#### [Exercise description]
Wherever the string "background" turns up in the data, copy the whole line.

#### [Source data]
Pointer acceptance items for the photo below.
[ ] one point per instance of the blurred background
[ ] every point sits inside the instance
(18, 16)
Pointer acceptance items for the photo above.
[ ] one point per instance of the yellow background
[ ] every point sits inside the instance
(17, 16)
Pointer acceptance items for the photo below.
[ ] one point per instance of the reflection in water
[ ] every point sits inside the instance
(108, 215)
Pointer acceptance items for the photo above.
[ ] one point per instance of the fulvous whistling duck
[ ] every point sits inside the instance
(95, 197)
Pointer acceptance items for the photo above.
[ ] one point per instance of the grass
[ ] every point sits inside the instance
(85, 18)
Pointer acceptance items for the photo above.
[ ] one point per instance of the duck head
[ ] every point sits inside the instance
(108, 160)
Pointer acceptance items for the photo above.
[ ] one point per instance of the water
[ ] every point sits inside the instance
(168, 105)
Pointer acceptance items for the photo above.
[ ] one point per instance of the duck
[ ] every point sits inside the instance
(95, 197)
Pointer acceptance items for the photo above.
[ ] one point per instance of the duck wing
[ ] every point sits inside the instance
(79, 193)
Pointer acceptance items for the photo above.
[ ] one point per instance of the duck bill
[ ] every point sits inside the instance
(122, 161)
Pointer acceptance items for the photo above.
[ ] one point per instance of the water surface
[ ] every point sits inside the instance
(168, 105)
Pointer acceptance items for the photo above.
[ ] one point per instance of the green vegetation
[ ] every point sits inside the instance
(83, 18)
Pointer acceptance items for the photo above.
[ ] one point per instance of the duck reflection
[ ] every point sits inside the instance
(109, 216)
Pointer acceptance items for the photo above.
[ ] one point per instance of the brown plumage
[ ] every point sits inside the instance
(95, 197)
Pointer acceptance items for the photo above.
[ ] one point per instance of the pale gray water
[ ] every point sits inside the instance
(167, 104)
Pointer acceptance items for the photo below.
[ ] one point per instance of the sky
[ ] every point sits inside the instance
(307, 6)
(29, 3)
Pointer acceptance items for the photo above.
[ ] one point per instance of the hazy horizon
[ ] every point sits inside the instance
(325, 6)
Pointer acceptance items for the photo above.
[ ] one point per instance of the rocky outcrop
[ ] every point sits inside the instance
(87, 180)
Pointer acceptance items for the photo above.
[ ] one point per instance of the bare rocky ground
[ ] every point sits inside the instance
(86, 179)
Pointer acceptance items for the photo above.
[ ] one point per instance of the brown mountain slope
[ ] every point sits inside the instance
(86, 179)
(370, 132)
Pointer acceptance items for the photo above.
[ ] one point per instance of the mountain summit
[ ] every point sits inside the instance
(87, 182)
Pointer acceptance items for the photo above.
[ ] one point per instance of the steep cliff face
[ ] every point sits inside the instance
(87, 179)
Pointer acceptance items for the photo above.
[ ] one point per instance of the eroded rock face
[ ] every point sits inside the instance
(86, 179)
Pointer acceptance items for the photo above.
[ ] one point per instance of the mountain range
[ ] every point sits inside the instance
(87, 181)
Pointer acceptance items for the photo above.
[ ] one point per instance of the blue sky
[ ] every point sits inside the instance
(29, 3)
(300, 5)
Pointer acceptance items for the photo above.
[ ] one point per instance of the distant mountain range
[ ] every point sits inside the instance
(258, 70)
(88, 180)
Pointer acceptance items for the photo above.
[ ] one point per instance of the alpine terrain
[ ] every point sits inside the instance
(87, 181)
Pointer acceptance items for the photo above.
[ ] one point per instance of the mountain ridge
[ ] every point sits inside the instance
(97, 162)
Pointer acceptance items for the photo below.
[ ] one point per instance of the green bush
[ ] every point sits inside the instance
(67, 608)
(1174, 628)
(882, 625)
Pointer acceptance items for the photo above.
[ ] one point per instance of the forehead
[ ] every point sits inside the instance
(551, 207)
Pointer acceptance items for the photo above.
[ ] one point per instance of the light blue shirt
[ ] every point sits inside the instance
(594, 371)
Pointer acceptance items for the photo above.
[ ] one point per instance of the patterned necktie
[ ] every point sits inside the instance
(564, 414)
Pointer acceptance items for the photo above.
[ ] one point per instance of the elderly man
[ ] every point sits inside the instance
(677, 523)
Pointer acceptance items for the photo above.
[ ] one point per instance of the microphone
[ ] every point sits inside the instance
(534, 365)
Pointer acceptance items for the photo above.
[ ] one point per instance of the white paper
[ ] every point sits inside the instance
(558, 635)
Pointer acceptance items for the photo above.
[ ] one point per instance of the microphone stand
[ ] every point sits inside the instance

#### [Response to the exercise]
[ ] one point per instance of the blurred background
[ ] one point per instance of the yellow background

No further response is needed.